SUPPLIED ENTRIES:
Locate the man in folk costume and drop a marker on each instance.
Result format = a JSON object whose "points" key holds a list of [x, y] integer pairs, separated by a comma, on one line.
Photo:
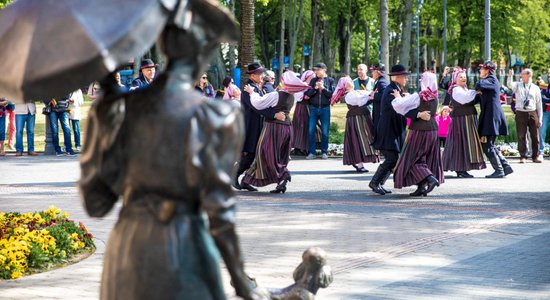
{"points": [[253, 121], [390, 133], [492, 121], [273, 151], [380, 84], [420, 160]]}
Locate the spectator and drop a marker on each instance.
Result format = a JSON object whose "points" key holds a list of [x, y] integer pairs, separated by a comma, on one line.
{"points": [[5, 106], [443, 121], [528, 113], [94, 91], [75, 101], [147, 75], [319, 94], [492, 121], [545, 95], [204, 87], [60, 113], [25, 114]]}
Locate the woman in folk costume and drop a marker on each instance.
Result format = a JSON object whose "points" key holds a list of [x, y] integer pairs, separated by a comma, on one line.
{"points": [[359, 134], [420, 160], [463, 151], [273, 150], [300, 120]]}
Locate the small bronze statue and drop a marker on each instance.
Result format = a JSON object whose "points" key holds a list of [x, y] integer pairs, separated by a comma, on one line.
{"points": [[309, 276], [168, 153]]}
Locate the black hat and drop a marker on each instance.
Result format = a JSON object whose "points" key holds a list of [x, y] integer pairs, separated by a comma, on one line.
{"points": [[398, 70], [379, 67], [489, 65], [147, 63], [320, 66], [255, 68]]}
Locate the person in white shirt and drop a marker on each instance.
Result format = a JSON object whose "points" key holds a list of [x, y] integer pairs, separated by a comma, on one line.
{"points": [[75, 101], [359, 128], [528, 113]]}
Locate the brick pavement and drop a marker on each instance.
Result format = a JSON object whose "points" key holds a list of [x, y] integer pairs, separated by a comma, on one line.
{"points": [[450, 244]]}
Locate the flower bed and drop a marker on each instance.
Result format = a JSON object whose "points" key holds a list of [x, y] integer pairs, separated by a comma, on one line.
{"points": [[31, 242]]}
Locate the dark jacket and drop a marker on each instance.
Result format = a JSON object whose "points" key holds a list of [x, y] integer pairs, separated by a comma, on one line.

TASK DESCRIPTION:
Copy all of the records above word for word, leaving out the picture.

TASK OUTPUT:
Locate the man in folk costume and drop a marker on each instance.
Result format = a JSON object whose "points" key holds a list of [x, y] integer pairs, separated by a comma, on one line.
Photo:
{"points": [[253, 121], [390, 133], [492, 121], [273, 151], [380, 84], [420, 160]]}
Locate the spectator and drop a marker on each instance.
Result format = a JSON object whose "points" key holds a list of [x, y] integer pairs, separated by a comma, on one line.
{"points": [[5, 106], [443, 121], [528, 113], [94, 91], [75, 101], [147, 75], [319, 94], [492, 121], [545, 95], [204, 87], [60, 113], [25, 114]]}
Locate the woman in folk costume and drop a marker on each instance.
Result format = a JSON object whose "points" key holds a list of [x, y] integer pairs, separated by a comma, on one line.
{"points": [[359, 134], [420, 160], [463, 151], [273, 150], [300, 120]]}
Locate the small bronze statue and drop a marker on each instance.
Result format = a JSON object whose "points" key holds a list of [x, y] integer pairs, separated by a comma, on one line.
{"points": [[309, 276], [168, 153]]}
Locate the black hat and drop a marker on each instance.
Result format = a JSON object whose "points" key holds a list of [x, y] integer pairs, separated by a comma, on one line.
{"points": [[398, 70], [379, 67], [489, 65], [147, 63], [320, 66], [255, 68]]}
Locate the person in white shirt and drop a marker on each instance.
Result format = a JSON object whose "points" key holds a list of [x, y] integer pairs, separated by a comma, on one line.
{"points": [[75, 101], [359, 128], [528, 113]]}
Locate the brick pavement and drop a marker on each instance.
Result format = a JSON object whose "points" key holds a list of [x, y] integer pairs, separated by a comma, on one line.
{"points": [[450, 244]]}
Locate the flower bed and drop a marker on each instance.
Result format = a JSON object whose "points" key holds a list of [x, y] integer pairs, separated by a comma, on one line.
{"points": [[31, 242]]}
Locate the dark jacket and drop a marker on each instance.
Result format = a JSON object whose "points" key holds a list of [x, y] integer pairs, separated by a comma, on one line.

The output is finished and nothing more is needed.